-- Problem to solve --
Once the line containing "elephant tail, imagine" is found in the entries below, restate it and each following line word for word, stopping after the line containing "white tusk, imagine".

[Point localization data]

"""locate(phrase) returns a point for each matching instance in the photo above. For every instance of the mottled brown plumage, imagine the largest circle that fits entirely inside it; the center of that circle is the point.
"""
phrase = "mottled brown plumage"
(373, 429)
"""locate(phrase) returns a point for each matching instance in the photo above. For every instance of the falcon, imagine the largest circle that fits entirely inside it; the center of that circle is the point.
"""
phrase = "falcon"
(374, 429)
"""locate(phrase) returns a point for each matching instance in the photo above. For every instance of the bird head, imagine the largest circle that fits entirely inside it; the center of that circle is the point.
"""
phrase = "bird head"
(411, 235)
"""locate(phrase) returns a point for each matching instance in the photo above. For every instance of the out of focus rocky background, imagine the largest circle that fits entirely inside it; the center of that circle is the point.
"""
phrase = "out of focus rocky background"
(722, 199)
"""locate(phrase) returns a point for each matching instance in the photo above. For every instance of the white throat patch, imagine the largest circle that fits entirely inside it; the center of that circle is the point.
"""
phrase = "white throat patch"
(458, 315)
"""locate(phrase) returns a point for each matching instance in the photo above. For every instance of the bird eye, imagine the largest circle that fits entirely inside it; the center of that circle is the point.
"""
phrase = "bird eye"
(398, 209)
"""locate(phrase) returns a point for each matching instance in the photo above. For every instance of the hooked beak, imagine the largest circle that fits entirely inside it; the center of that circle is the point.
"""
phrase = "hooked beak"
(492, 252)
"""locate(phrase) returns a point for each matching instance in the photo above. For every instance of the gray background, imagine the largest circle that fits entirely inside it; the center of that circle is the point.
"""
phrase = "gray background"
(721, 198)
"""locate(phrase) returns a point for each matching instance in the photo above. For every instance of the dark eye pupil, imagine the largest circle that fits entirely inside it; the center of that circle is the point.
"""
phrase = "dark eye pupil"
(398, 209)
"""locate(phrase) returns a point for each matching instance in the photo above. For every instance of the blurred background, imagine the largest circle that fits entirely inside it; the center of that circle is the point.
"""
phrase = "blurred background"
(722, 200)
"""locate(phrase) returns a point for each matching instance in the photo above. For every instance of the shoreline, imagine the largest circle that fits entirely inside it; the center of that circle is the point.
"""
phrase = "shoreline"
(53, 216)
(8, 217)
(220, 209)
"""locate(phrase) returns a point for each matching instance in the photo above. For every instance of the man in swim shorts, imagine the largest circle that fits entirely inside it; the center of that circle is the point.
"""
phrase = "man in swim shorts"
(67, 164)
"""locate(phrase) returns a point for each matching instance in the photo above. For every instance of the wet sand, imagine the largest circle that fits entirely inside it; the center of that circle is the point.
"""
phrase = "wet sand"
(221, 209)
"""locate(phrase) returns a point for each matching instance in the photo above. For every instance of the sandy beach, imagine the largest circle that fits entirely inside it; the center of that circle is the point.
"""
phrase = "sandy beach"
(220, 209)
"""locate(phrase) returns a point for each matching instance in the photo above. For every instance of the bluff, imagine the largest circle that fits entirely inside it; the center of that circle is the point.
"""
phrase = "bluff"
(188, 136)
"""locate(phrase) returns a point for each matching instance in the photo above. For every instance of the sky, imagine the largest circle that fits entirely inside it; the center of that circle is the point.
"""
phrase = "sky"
...
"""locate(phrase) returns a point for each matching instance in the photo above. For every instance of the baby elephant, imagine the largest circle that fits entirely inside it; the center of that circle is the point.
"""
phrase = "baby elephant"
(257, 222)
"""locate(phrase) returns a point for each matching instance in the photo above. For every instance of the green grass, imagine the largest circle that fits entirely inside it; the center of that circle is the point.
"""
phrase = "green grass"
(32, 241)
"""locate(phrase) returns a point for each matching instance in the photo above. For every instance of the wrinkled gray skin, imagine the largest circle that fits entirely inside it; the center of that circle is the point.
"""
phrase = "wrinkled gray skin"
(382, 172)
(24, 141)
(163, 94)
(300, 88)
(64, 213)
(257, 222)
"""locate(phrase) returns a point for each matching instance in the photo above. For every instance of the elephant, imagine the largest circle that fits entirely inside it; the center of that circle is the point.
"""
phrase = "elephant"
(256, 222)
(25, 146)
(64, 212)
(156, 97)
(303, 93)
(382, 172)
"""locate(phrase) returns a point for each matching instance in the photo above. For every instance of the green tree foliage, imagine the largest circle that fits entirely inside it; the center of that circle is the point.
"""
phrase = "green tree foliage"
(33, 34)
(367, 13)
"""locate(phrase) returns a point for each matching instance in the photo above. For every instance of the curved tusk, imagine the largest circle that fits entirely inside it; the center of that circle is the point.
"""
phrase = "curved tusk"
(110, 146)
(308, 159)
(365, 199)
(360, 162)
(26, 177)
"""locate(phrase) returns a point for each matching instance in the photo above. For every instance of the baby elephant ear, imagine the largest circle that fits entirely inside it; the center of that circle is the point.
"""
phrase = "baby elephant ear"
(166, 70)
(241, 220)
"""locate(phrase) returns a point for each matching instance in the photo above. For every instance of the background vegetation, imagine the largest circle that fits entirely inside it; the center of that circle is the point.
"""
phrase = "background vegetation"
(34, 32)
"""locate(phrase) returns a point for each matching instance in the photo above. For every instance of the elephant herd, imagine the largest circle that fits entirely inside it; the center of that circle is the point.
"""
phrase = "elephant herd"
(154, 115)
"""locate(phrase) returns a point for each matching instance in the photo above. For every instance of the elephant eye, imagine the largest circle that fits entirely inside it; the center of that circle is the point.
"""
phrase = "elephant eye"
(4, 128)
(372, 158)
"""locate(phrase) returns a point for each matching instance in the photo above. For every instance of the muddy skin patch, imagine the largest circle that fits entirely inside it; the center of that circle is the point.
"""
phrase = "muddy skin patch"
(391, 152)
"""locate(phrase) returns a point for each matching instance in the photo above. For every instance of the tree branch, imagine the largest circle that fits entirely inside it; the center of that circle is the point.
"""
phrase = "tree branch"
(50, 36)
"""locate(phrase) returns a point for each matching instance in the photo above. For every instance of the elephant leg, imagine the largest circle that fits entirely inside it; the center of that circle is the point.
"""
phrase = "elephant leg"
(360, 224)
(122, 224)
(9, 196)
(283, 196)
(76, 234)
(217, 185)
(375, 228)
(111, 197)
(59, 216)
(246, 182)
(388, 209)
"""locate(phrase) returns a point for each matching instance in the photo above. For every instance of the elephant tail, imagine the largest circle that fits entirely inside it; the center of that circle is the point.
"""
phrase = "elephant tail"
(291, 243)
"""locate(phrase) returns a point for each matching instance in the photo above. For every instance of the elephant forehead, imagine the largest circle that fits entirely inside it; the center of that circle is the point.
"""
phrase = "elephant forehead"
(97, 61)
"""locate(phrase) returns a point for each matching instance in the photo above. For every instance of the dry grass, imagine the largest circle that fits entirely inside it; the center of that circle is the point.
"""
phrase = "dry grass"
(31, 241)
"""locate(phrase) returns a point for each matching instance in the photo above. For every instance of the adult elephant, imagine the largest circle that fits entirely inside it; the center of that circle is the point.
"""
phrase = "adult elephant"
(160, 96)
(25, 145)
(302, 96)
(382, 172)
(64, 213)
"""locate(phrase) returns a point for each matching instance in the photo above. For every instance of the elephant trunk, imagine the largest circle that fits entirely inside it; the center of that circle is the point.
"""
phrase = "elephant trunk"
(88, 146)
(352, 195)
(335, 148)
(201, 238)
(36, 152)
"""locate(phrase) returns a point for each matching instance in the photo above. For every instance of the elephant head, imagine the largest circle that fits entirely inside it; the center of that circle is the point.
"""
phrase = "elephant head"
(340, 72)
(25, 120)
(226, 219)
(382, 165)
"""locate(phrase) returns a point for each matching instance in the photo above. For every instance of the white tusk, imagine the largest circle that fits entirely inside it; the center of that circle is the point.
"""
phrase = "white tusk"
==
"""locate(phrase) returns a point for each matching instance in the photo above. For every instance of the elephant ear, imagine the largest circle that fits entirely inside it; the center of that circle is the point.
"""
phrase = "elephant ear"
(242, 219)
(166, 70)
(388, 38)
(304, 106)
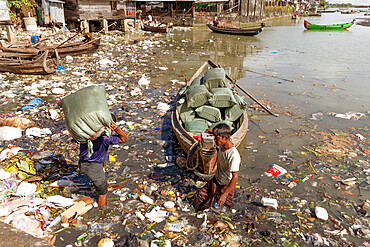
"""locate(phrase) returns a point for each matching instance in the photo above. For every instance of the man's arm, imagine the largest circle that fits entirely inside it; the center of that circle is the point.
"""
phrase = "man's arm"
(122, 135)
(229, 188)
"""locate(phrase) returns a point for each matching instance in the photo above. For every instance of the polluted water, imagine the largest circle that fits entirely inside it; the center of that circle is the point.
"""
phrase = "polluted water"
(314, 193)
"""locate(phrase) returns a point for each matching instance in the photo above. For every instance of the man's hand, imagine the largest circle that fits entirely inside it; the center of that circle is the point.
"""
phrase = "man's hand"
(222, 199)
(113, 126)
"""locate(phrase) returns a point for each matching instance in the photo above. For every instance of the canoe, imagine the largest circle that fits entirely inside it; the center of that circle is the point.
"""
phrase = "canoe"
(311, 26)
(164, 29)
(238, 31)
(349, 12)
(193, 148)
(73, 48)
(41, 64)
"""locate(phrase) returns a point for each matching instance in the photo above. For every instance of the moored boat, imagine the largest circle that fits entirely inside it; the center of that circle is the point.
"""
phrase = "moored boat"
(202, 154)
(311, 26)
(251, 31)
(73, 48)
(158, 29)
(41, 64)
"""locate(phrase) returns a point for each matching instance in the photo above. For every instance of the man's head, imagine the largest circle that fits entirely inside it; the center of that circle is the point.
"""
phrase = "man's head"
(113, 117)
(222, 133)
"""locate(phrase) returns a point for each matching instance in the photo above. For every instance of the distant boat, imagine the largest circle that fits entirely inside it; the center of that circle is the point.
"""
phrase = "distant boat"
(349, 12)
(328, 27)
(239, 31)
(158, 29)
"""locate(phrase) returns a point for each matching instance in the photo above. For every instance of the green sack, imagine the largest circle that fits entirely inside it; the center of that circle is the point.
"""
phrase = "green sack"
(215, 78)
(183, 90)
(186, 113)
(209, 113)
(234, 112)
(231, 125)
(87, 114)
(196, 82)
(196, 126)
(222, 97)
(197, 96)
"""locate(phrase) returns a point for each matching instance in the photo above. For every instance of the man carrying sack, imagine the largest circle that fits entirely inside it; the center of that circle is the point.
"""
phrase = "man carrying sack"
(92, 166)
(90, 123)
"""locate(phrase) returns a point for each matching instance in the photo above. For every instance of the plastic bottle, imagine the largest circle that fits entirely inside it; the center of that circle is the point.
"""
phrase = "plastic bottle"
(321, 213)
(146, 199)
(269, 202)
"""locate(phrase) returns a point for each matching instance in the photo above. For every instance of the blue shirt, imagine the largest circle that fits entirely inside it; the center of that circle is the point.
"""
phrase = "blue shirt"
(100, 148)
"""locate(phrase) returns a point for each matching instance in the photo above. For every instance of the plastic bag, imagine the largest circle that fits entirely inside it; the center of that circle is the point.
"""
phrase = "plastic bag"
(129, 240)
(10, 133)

-- Solved exercise --
"""locate(phrase) returns a point for each matching instance in the photo above. For every instance of the elephant tail, imagine the largest circle that fits entirely inside it; the center of that circle is the point.
"""
phrase = "elephant tail"
(291, 243)
"""locate(phrase) returns a point for each matching instance in the photo above. For every instance of the elephant forehead, imagine the largest circle that fits entirely inside it; the center of that circle is the point.
"""
phrase = "elephant forehead"
(97, 61)
"""locate(phrase) returns a point for each matching instance in the photo above. For every instance of the dry grass, imagine the largest circle that fits entirely inside it; the center of that circle is the point.
"""
phrase = "dry grass"
(31, 241)
"""locate(phrase) returns a point for each matching instance in the photo above. For every instance of the adult elephant, imagine the largest circle that fits entirely inside it; the center of that circle is the point.
"""
phrase = "adult elephant"
(160, 96)
(25, 145)
(302, 96)
(382, 172)
(64, 213)
"""locate(phrase) returns a point for each matching instance in the photo above. For every instance of the elephant trunk, imagine the largest circle that fits entirely inside it; the center of that circle is the point.
"""
phrase = "elephant trunk"
(88, 146)
(352, 195)
(335, 148)
(201, 238)
(36, 152)
"""locate(phrase) returns a point for each matching instance in the photo above. For every instance of the elephant head, imagine the largest circle that fits entirely inside it; the center of that circle is the point.
"""
phrase = "elephant head"
(340, 72)
(25, 120)
(226, 219)
(382, 165)
"""locate(phrase) returns a point for each matching instance in the photo above. For every instance of the white tusk, imagine the largest circle that fits entirely inside it; the center of that circle is the point.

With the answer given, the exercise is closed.